- Developer(s): Micromosaics
- Publisher(s): Simon & Schuster Interactive
- Platform(s): Apple II, DOS
- Release: 1988
- Genre(s): Adventure

= Star Trek: First Contact (video game) =

1988 video game

Star Trek: First Contact is a 1988 video game published by Simon & Schuster Interactive. The games was published for the Apple II and for MS DOS.

==Gameplay==
Star Trek: First Contact is a game in which Captain James T. Kirk and the Enterprise must contact aliens who are sending out a pulse signal before the Klingons reach the aliens.

Kirk will also need to complete his current diplomatic mission of attending a ceremony on mineral-rich Gothica for the coronation of its prince Clavis.

==Reception==
Dennis Lynch for the Chicago Tribune said: "Twice burned, I was a little wary when I loaded up Star Trek: First Contact [...] But I got a pleasant surprise, Trekkies. The game is really quite good. First Contact has an intriguing plot."

# # #

**WHAT YOU NEED TO DO**
Please write out the passage of the Star Trek: First Contact article starting at "- Developer(s): Micromosaics" and ending at "reach the aliens.", word for word.

**SOURCE MATERIAL**
# # #

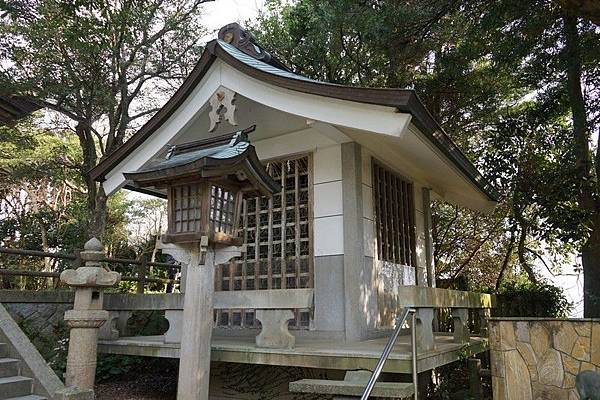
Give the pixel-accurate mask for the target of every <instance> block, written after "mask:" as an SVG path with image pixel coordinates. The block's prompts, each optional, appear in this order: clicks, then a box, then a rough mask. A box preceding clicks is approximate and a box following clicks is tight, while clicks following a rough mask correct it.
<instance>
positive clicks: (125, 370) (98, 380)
mask: <svg viewBox="0 0 600 400" xmlns="http://www.w3.org/2000/svg"><path fill="white" fill-rule="evenodd" d="M144 363H145V361H144V359H143V358H142V357H133V356H123V355H113V354H100V355H98V364H97V366H96V379H97V380H98V382H99V383H100V382H103V381H108V380H110V379H112V378H114V377H117V376H121V375H125V374H127V373H129V372H132V371H136V370H138V369H139V368H140V367H141V366H142V365H144Z"/></svg>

# # #

**ANSWER TO THE EXERCISE**
- Developer(s): Micromosaics
- Publisher(s): Simon & Schuster Interactive
- Platform(s): Apple II, DOS
- Release: 1988
- Genre(s): Adventure

= Star Trek: First Contact (video game) =

1988 video game

Star Trek: First Contact is a 1988 video game published by Simon & Schuster Interactive. The games was published for the Apple II and for MS DOS.

==Gameplay==
Star Trek: First Contact is a game in which Captain James T. Kirk and the Enterprise must contact aliens who are sending out a pulse signal before the Klingons reach the aliens.